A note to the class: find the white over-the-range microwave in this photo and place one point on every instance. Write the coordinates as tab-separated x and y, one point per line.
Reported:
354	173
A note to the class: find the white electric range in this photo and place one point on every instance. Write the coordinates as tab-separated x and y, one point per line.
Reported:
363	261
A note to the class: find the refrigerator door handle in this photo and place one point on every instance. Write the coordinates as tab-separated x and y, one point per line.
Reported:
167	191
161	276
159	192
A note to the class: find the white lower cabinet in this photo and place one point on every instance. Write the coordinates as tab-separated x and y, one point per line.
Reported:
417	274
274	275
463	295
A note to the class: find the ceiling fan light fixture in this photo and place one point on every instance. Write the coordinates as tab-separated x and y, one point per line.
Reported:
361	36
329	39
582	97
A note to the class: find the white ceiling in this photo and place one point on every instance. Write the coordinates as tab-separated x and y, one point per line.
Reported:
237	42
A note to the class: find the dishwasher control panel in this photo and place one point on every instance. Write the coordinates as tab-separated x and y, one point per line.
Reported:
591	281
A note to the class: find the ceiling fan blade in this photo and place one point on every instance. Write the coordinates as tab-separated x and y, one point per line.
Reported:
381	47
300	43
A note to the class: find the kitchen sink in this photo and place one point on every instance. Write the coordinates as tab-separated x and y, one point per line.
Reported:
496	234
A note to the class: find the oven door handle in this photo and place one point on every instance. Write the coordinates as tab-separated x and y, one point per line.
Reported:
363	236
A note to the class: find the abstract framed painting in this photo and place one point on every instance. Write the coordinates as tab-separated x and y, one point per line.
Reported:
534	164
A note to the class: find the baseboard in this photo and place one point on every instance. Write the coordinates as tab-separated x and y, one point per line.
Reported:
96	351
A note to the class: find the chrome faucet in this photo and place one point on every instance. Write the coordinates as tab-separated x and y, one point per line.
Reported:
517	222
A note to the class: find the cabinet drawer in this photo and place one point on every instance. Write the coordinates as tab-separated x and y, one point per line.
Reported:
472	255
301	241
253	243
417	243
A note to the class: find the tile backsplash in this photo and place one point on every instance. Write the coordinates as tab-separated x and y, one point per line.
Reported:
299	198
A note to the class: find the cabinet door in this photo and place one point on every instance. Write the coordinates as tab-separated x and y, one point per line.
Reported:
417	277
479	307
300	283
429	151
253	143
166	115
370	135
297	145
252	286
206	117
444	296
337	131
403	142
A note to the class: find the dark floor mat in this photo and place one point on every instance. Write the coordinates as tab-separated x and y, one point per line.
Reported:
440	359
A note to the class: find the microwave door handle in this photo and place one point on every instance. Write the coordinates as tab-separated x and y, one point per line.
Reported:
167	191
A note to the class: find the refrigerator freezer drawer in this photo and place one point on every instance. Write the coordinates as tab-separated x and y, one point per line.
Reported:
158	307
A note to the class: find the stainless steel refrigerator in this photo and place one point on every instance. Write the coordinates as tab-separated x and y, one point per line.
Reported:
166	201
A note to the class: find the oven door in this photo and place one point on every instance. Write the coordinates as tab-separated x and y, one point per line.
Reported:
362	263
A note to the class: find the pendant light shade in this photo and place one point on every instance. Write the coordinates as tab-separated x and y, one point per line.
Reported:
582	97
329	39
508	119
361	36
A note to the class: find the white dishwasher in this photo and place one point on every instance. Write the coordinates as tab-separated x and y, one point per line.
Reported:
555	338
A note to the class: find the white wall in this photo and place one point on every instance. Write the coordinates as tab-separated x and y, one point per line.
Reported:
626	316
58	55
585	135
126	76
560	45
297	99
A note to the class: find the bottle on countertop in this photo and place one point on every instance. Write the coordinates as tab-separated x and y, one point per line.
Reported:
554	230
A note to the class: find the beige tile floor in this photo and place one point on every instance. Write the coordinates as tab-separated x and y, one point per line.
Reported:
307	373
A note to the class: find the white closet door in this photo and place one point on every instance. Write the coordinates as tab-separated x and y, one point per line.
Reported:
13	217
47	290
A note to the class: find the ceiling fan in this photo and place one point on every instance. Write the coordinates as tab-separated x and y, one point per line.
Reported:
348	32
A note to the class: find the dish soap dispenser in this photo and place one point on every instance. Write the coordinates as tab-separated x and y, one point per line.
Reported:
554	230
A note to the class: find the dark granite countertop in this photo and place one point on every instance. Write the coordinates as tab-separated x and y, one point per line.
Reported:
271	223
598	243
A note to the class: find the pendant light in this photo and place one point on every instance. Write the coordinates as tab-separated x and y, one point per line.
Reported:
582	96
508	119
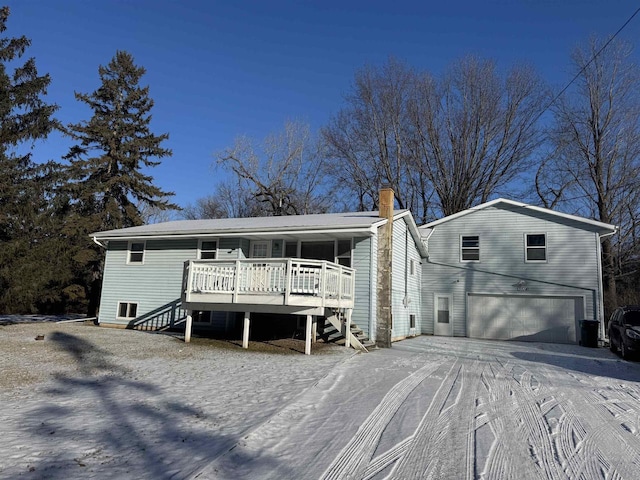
= = = =
What you will do
Without including any pictures, print all of the material exactly as given.

Task output
A note to the class: find the white over-the-range microwave in this photo and place one point on every instance. Write the coordinates as tab-separated x and y, one point per line.
Reported:
354	173
A note to the class: find the white electric range in this photo and place one point on every instance. Write the coordinates as tab-separated x and y, one point per line.
Reported:
363	261
A note to the class: find the refrigerator door handle in this photo and place one point on every instance. Write the coordinates as tab-separated x and y, one point per line.
Reported:
167	191
161	276
159	192
A note to the class: find the white lower cabinet in this photo and place one point on every instance. Write the coordinates as tab-separated x and y, one point per line.
Reported:
417	274
274	275
463	295
A note to the class: find the ceiling fan light fixture in this photo and place one point on every instance. Write the coordinates as tab-separated x and y, one point per line.
Reported:
361	36
329	39
582	97
A note to the class: find the white ceiling in this photo and place one point on every instance. Write the coordinates as tab-separated x and y, one point per line.
Reported:
237	42
A note to the class: find the dishwasher control panel in this photo and place one point on every instance. Write the coordinates as tab-separated x and y, one point per line.
Reported:
591	281
A note to the class: find the ceiling fan blade in this photo and place one point on every instance. Write the coordinates as tab-separated x and y, one point per line.
Reported:
381	47
300	43
A note to the class: find the kitchen sink in this photo and place one point on every instance. Write the coordinates as tab-separated x and y, one point per line.
Reported:
496	234
A note to the class: find the oven door handle in this photo and place one point on every instance. Write the coordinates as tab-separated x and y, one point per line.
Reported:
363	236
A note to the class: find the abstract framed painting in this photo and place one point on every instance. Write the coordinates as tab-separated x and y, one point per line.
Reported:
534	164
A note to the class: find the baseboard in this photo and place one point on every instance. Write the coordinates as tab-separated x and y, one point per line.
Reported:
96	351
A note to the class: find the chrome faucet in this photo and place one point on every instance. Write the coordinates as tab-separated x and y, one point per line.
Reported:
517	222
A note to the class: find the cabinet drawer in this photo and place one point on every instance. Write the coordinates as tab-separated x and y, one point per line.
Reported:
472	255
301	241
253	243
417	243
A note to the class: find the tile backsplash in this photo and place one point on every instance. Write the coordinates as tab-separated x and y, one point per line.
Reported:
299	198
A note to the class: find the cabinet door in this photo and place one point on every instance. Write the coordinates as tab-separated x and y, one point per line.
Reported:
417	277
479	307
300	283
429	151
253	143
166	115
370	135
297	145
252	286
206	117
444	296
337	131
403	142
A note to the class: find the dark floor mat in this photo and place one point on every instance. Write the coordinates as tab-separated x and y, one point per line.
Reported:
440	359
A note to the class: find the microwave door handle in this photo and place one point on every instance. Write the coordinates as tab-separated x and y, one point per line.
Reported:
167	191
A note to the class: find the refrigerator freezer drawer in this photo and place one point on every instance. Write the coordinates as tab-separated x and y, one point per line.
Reported:
158	307
A note to the class: find the stainless steel refrigerator in this photo and place one point on every instance. Write the coordinates as tab-separated x and y, one point per line.
Reported:
166	201
A note to the class: find the oven door in this photo and place one point on every instance. Write the coordinates as tab-separated x and y, one point per line.
Reported:
362	263
A note to the class: find the pendant light shade in this photo and place one point on every instance. Write the coordinates as tab-separated x and y, one point per line.
Reported:
582	97
329	39
508	119
361	36
A note to the class: find the white dishwasher in this photo and place one point on every instance. Write the coordinates as tab-separated x and y, one point per line.
Reported:
555	338
A note to the class: find the white wall in this photo and place one point on every instance. Write the coordinates as tab-separated x and y, one point per line.
Reported:
626	316
58	55
585	135
126	76
560	45
297	99
A note to the class: find the bottle on countertop in this photo and place one point on every instance. Write the coordinates as tab-separated x and y, one point per line.
Reported:
554	230
A note to the class: find the beige tile floor in this photo and place one point on every instance. Write the coordinates as tab-separated x and y, one point per line.
Reported:
307	373
A note to the class: find the white closet door in this photo and place one point on every instance. Write the coordinates as tab-separated x and y, one point per line.
Reported:
13	217
47	290
A note to the class: find the ceiling fan in this photo and place one point on every instance. Write the coordinates as tab-separated x and y, one point per line.
Reported:
348	32
A note to the class: find the dish soap dispenser in this photo and place one point on every instance. Write the coordinates as tab-separated x and y, one point per line.
Reported:
554	230
A note to the class: find the dark granite countertop in this photo and place one point on every instance. Write the coordinates as tab-separated x and y, one point per line.
Reported:
271	223
598	243
A note to the class: find the pendant light in this photo and place one point on every instance. Write the coordinates as tab-separated x and y, one point per line.
Reported:
582	96
508	119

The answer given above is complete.